-- start SUPPLIED RECORDS --
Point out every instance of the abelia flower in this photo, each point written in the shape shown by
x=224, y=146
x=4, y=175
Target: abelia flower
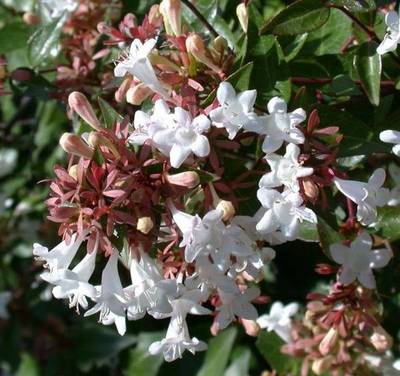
x=235, y=111
x=280, y=126
x=110, y=300
x=285, y=170
x=284, y=213
x=279, y=320
x=391, y=137
x=236, y=304
x=392, y=37
x=137, y=63
x=358, y=260
x=367, y=196
x=5, y=298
-- end SUPPLIED RECORDS --
#### [BRIEF]
Write out all of the records above again word for word, leaving the pictures out.

#### [COMPLETE OUTPUT]
Point out every instance of the abelia flower in this photo, each point written in the shape shown by
x=224, y=146
x=4, y=175
Target: abelia flower
x=235, y=111
x=280, y=126
x=110, y=300
x=285, y=170
x=284, y=213
x=279, y=320
x=391, y=137
x=236, y=304
x=392, y=37
x=137, y=63
x=358, y=260
x=367, y=196
x=5, y=298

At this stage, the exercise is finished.